Annotated coordinate records:
** START **
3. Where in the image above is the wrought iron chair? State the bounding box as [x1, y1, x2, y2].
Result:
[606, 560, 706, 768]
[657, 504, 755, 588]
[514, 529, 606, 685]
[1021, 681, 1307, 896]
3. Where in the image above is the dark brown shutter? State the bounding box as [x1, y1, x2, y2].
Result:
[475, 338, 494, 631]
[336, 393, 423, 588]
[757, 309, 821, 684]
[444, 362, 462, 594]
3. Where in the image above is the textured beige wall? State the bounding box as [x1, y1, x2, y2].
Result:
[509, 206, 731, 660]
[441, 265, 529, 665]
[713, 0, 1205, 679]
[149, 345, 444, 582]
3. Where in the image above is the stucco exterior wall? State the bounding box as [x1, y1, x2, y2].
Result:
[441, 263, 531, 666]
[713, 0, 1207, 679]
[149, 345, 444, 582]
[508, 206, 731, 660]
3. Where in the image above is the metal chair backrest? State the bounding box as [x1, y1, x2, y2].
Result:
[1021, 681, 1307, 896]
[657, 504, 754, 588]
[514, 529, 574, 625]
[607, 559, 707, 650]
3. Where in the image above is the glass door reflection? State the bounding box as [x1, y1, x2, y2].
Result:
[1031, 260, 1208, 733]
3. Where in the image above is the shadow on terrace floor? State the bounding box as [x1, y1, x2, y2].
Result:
** END **
**Description of the task:**
Pick out each line of the listing above that contains the word "Where" and copy those lines.

**Solution:**
3. Where in the image above is the wrought iron chair? State the bounding box as [x1, y1, x2, y2].
3. Where in the image above is the dark brown shutter? State the bounding box as [x1, y1, x2, y2].
3. Where in the image above is the textured beige wall? State the bounding box as [x1, y1, x2, y2].
3. Where in the image above is the stucco exterior wall? State the bounding box as [x1, y1, x2, y2].
3. Where in the image above is the metal chair backrest? State the bounding box as [x1, y1, x2, y2].
3. Where in the image above is the glass door reflection? State the bounding box as [x1, y1, x2, y2].
3. Where in the image above is the shadow on terrace floor? State the bounding box as [x1, y1, x2, y2].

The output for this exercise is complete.